## Exercise requirements
Count the lines in the records below that contain the string "nose" with its case matched exactly, and reply with only that number.
□ □ □ □
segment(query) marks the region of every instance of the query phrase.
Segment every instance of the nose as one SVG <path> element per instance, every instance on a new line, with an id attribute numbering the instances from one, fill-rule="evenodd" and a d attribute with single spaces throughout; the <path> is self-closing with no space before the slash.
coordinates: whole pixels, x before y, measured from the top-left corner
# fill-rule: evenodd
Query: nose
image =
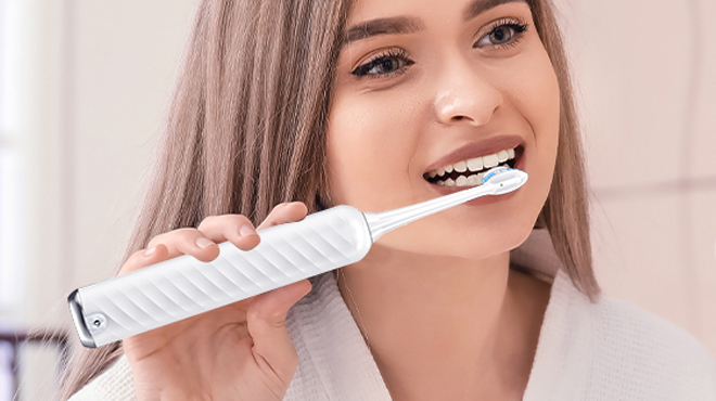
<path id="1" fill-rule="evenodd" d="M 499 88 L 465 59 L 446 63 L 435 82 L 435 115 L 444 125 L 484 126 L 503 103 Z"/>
□ □ □ □
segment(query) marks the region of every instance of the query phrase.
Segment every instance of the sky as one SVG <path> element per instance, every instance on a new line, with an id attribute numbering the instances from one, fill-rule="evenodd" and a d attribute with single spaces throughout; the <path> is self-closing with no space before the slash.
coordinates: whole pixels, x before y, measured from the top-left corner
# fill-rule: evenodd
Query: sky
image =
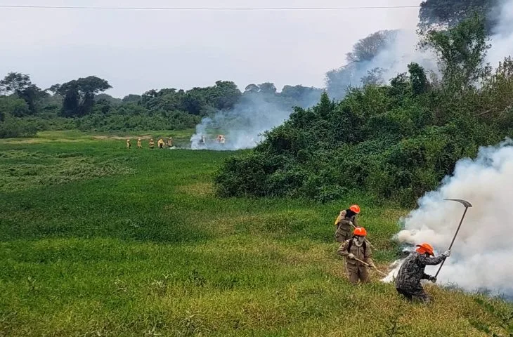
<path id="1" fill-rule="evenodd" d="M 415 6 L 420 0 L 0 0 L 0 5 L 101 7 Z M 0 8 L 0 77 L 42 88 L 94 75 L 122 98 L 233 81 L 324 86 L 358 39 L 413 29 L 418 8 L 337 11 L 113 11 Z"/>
□ □ □ □
## Written response
2